## Verilen metin
_ _ _ _

2. Dairemizin 26.04.2021 tarihli ve 2020/1750 Esas, 2021/2529 Karar sayılı kararı ile; “...Temyiz kesinlik sınırı içinde kaldığı anlaşılan eldeki dava yönünden davacının davalı ... ve... yönünden temyiz dilekçesinin değerden reddine, davacının davalı ... ve... yönünden temyiz itirazlarına gelince;…her ne kadar mirasbırakanın geriye on parça taşınmazı kalmış ise de terekesinde kalan taşınmazların değerlerinin toplamının 724.994,52 TL olduğu, mirasbırakanın davalılara temlik ettiği taşınmazların değerlerinin toplamının ise 1.134.506,85 TL olduğu, diğer bir deyişle mirasbırakanın mal varlığının büyük bir kısmını davalılara temlik ettiği, tanık olarak dinlenilen mirasçı ...’nin de mirasbırakanın ...’e yer verdiği ancak onun istemediği, mirasbırakanın kendisine de yer verdiği ama maddi durumu iyi olmadığı için üstüne alamadığı, ... ve ...’ya da yer verdiği, onların taşınmazları üstüne alabildiği, mirasbırakanın kendisine vermiş olduğu yerin de bu sekiz parça taşınmaz içinde kalan bir bölüm olduğu, kendilerinin taşınmazıları fiilen kullandıkları, ...’in kullandığı bir yer olmadığı yönündeki beyanları yukarıdaki ilkelerle birlikte değerlendirildiğinde, davalıların savunmalarında belirttikleri gibi mirasbırakan tarafından yapılan bir paylaştırma veya denkleştirmenin olmadığı ve temliklerin muvazaalı olduğu görülmüştür. Hal böyle olunca, temliklerin muvazaalı olduğu dikkate alınarak davanın kabulüne karar verilmesi gerekirken yanılgılı değerlendirme ile yazılı şekilde karar verilmesi doğru değildir.” gerekçesiyle karar bozulmuştur.

_ _ _ _

## Kaynak veriler
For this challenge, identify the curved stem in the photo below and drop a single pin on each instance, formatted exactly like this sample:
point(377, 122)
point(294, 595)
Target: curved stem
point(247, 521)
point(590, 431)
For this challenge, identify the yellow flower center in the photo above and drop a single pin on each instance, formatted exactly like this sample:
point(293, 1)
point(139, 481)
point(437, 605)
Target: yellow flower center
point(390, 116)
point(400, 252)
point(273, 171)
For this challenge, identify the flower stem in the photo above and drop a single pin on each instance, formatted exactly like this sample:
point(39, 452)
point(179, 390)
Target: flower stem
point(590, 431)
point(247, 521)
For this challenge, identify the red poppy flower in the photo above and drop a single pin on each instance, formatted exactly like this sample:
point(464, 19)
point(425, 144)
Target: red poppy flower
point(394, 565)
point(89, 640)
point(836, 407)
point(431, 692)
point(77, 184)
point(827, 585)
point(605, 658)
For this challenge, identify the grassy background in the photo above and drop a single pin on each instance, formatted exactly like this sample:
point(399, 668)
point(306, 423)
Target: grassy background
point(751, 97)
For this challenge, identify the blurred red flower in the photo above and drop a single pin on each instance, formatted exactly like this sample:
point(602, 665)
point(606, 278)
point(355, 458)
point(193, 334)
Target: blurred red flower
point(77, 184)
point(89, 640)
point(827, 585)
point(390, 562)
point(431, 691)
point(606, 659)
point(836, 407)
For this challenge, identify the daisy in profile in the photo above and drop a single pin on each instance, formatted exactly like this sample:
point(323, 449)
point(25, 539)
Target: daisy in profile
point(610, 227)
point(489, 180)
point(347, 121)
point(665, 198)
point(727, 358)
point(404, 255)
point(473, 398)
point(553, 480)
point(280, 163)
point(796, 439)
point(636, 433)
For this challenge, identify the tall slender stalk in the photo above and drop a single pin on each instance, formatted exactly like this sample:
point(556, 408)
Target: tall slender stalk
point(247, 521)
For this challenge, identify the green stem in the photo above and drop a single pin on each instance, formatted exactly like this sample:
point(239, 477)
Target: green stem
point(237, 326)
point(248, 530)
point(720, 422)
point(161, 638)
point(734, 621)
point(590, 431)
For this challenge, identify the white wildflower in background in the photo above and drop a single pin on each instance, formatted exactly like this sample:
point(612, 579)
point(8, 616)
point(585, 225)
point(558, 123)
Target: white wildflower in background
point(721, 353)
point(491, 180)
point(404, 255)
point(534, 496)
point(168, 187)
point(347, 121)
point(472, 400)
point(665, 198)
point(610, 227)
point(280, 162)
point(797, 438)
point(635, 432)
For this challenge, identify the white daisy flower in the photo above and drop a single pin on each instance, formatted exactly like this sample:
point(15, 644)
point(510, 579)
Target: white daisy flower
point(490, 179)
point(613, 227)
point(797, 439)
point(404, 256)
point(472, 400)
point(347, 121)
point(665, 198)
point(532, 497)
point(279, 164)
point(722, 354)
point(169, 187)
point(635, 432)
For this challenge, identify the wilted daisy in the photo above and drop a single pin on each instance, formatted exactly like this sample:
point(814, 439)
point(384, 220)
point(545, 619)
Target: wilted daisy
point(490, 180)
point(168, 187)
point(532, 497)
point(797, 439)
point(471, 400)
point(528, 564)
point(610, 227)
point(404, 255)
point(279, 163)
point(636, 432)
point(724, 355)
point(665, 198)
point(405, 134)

_ _ _ _

## Yönerge A
Yukarıdaki satırlardan "For this challenge, identify the tall" ifadesini içeren satırla başlayıp son satıra kadar uzanan bölümü, iki uç da dahil olmak üzere aynen kopyalayın.
## Yönerge B
Muvazaalı temliklerle ilgili bozma kararını aktaran metni, bıraktığı noktadan itibaren lütfen sürdürün.

## Beklenen yanıt A
For this challenge, identify the tall slender stalk in the photo above and drop a single pin on each instance, formatted exactly like this sample:
point(556, 408)
Target: tall slender stalk
point(247, 521)
For this challenge, identify the green stem in the photo above and drop a single pin on each instance, formatted exactly like this sample:
point(239, 477)
Target: green stem
point(237, 326)
point(248, 530)
point(720, 422)
point(161, 638)
point(734, 621)
point(590, 431)
For this challenge, identify the white wildflower in background in the photo above and drop a single pin on each instance, formatted exactly like this sample:
point(612, 579)
point(8, 616)
point(585, 225)
point(558, 123)
Target: white wildflower in background
point(721, 353)
point(491, 180)
point(404, 255)
point(534, 496)
point(168, 187)
point(347, 121)
point(472, 400)
point(665, 198)
point(610, 227)
point(280, 162)
point(797, 438)
point(635, 432)
For this challenge, identify the white daisy flower in the photo above and drop a single pin on each instance, formatted exactly like this sample:
point(15, 644)
point(510, 579)
Target: white daisy flower
point(490, 179)
point(613, 227)
point(797, 439)
point(404, 256)
point(472, 400)
point(347, 121)
point(665, 198)
point(532, 497)
point(279, 164)
point(722, 354)
point(169, 187)
point(635, 432)
For this challenge, identify the wilted daisy in the photo above and drop a single pin on each instance, formatted exactly like this sample:
point(814, 439)
point(384, 220)
point(545, 619)
Target: wilted daisy
point(490, 180)
point(168, 187)
point(532, 497)
point(797, 439)
point(471, 400)
point(528, 564)
point(610, 227)
point(404, 255)
point(279, 163)
point(636, 432)
point(724, 355)
point(665, 198)
point(405, 134)

## Beklenen yanıt B
B. Bölge Adliye Mahkemesince Verilen Direnme Kararı
Bölge Adliye Mahkemesinin yukarıda tarih ve sayısı belirtilen kararı ile; mirasbırakanın davacıya da taşınmaz vermek istediği ancak davacının bunun kabul etmediği, tüm çocuklarına sağlığında yer verme iradesini ortaya koyduğu sabit olduğundan mirasbırakanın geriye kalan temlik dışı taşınmazlarının sayısı ve belirlenen değeri nazara alındığında mal kaçırma kastı olsa idi temlik dışı taşınmazları da davalılara devretmesinin hayatın olağan akışı gereği olduğu, ancak mirasbırakanın temlik dışı taşınmazları nazara alındığında somut olayda mal kaçırma kastı ile hareket etmediğinin açık olduğu gerekçesiyle direnme kararı verilmiştir.
VI. TEMYİZ
A. Temyiz Yoluna Başvuranlar
Bölge Adliye Mahkemesinin yukarıda belirtilen direnme kararına karşı süresi içinde davacı vekili duruşma istekli temyiz isteminde bulunmuştur.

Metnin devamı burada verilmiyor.